[Saved entries]
__________________________________________________

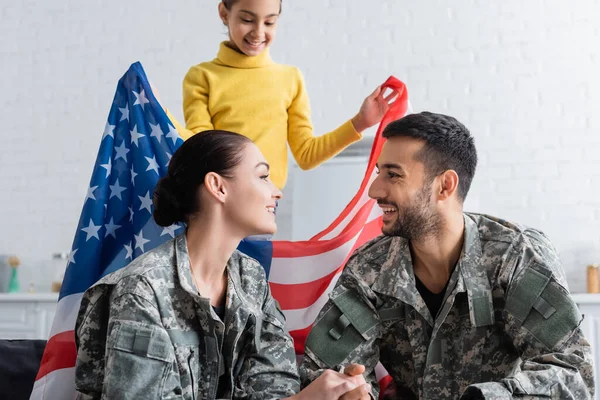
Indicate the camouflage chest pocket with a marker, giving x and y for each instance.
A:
(344, 327)
(139, 361)
(543, 307)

__________________________________________________

Return the entries verbatim without images.

Indicate the camouflage chest pocket with a marker, giving x and y for each instance.
A:
(344, 327)
(139, 361)
(543, 307)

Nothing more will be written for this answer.